» AIM OF THE TASK:
Write out, unchanged, everything in the data below from the line containing "582, 752, 1021]]." down through the end of the data.

» RAW DATA:

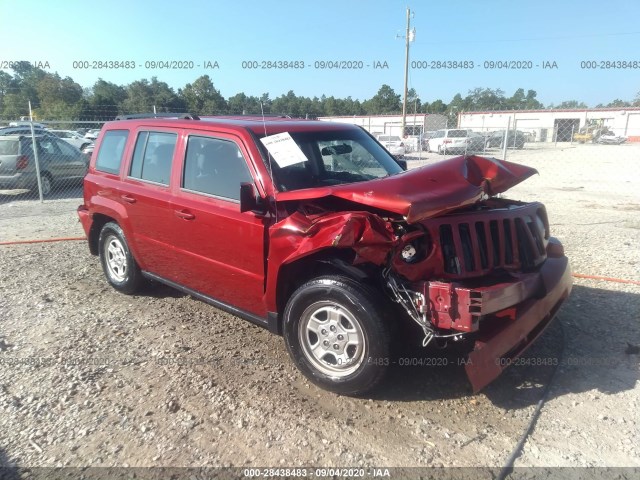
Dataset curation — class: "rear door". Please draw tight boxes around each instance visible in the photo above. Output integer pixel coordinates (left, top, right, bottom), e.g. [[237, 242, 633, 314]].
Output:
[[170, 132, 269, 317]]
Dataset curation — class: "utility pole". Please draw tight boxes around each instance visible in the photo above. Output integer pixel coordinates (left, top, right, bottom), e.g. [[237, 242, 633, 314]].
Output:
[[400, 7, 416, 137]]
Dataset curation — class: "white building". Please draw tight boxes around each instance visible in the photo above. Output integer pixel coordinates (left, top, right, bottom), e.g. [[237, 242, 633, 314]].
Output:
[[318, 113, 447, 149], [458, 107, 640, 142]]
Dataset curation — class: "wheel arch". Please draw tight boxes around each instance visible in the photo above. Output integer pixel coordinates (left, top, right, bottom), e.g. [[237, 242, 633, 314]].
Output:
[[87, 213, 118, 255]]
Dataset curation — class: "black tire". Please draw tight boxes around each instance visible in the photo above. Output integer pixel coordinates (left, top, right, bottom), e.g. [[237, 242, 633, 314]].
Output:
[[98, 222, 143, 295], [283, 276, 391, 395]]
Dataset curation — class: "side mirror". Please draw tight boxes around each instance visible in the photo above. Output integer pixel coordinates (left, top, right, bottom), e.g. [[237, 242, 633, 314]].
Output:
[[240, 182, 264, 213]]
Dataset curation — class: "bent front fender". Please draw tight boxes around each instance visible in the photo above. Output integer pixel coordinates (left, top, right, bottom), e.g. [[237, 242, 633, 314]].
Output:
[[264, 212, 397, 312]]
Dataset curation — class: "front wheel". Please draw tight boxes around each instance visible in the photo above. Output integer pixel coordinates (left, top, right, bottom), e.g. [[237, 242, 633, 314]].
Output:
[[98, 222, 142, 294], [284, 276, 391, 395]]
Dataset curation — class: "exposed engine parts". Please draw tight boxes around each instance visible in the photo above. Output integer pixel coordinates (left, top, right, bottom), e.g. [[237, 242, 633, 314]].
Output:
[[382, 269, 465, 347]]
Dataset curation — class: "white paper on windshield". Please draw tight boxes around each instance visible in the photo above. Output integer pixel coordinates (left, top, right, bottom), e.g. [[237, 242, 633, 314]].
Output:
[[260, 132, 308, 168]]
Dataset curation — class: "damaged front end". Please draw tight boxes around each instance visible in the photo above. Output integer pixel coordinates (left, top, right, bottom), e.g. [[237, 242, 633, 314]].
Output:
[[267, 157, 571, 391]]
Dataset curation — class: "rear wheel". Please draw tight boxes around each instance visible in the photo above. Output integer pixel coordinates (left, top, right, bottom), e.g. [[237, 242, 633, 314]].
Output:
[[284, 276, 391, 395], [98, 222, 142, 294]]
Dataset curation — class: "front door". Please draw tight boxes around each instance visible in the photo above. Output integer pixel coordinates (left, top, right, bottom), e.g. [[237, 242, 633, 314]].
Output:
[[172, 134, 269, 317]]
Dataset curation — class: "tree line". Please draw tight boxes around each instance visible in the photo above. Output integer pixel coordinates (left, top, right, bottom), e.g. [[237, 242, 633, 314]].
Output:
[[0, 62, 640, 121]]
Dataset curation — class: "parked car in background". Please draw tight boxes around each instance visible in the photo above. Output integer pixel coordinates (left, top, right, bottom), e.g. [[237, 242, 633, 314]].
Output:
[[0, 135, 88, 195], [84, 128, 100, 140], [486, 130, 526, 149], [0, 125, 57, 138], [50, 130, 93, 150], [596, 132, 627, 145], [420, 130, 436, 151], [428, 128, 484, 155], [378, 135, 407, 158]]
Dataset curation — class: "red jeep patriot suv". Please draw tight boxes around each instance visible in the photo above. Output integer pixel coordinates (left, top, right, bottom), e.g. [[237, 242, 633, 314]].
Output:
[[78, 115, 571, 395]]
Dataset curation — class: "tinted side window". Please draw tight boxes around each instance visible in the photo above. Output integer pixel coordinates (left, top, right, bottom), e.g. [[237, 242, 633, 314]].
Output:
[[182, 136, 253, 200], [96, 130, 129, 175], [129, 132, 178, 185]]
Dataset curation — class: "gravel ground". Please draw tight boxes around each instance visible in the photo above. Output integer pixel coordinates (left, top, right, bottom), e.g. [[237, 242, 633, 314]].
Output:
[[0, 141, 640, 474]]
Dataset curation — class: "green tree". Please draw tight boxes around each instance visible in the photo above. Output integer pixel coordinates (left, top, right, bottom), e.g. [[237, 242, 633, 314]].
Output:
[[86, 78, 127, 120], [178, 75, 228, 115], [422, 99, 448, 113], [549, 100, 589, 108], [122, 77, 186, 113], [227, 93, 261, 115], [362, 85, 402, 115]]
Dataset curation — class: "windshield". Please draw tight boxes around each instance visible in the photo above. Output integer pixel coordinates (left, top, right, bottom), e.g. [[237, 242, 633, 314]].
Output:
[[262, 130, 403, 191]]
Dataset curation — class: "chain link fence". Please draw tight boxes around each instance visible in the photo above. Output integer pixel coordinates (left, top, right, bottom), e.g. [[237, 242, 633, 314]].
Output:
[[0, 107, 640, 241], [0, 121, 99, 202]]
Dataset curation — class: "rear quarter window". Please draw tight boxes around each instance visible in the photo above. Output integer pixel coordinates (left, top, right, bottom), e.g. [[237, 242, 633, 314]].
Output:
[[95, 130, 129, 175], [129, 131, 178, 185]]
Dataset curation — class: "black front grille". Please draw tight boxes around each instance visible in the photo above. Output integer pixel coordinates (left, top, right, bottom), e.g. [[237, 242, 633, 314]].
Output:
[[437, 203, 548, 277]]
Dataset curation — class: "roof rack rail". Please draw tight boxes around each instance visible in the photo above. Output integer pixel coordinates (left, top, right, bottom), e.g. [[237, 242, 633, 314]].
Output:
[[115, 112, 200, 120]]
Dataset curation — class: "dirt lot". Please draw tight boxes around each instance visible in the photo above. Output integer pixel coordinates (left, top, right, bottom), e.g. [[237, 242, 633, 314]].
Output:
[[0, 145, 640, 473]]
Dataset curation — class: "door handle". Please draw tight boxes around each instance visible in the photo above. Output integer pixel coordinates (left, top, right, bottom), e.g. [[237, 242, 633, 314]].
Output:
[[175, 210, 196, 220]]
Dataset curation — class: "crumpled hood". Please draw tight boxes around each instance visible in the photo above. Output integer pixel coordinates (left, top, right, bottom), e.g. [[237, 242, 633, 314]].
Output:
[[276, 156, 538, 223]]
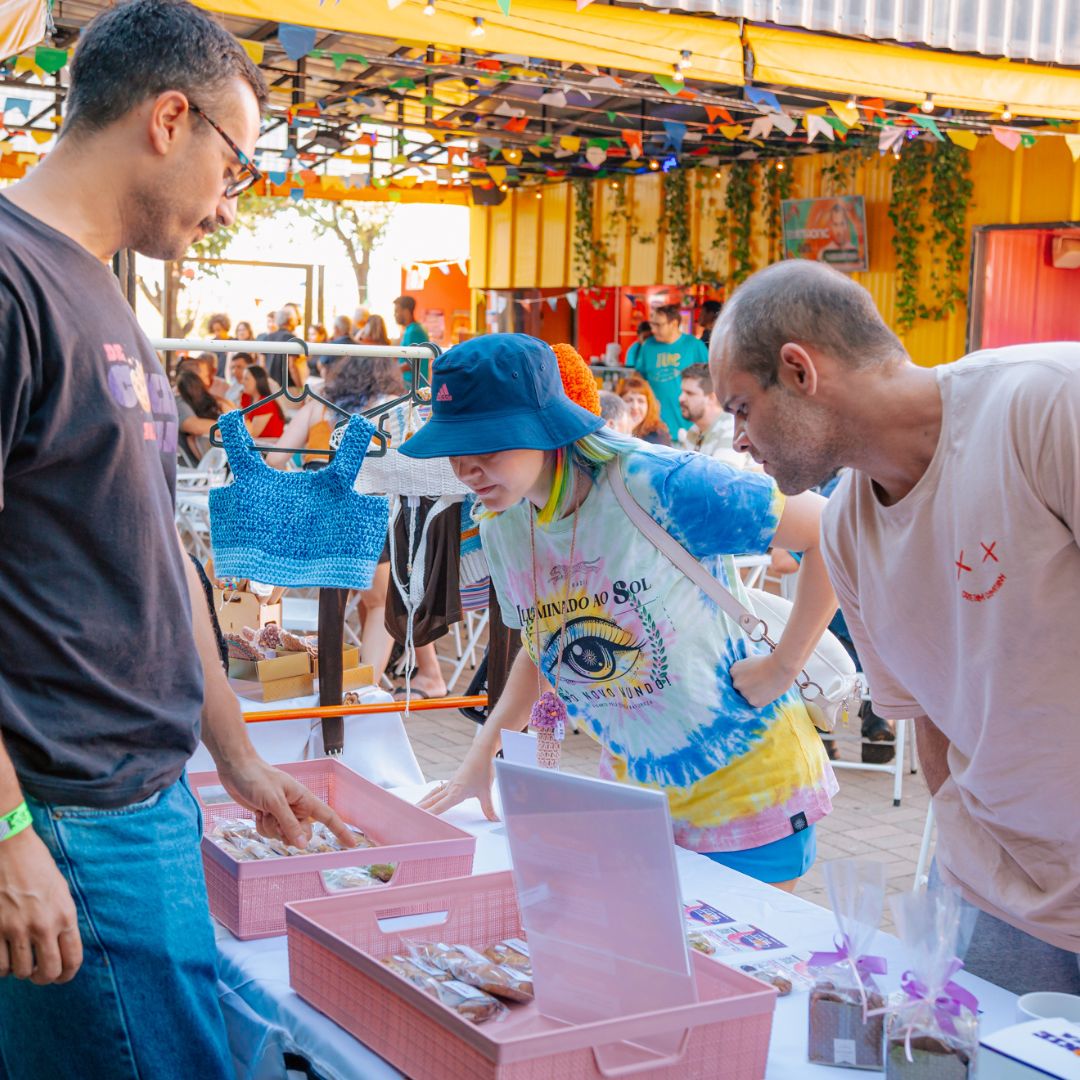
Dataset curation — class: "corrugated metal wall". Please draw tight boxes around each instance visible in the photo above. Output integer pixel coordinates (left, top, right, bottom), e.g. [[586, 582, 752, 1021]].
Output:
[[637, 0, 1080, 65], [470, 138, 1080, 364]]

» EXERCISE OUTPUT:
Dataset curation — class: "corrugated metal wall". Please draw tight boxes around each instance visible in the photo above. Output integer pixel coordinates (left, top, right, bottom), e.g. [[586, 582, 752, 1021]].
Output:
[[637, 0, 1080, 65], [470, 138, 1080, 364]]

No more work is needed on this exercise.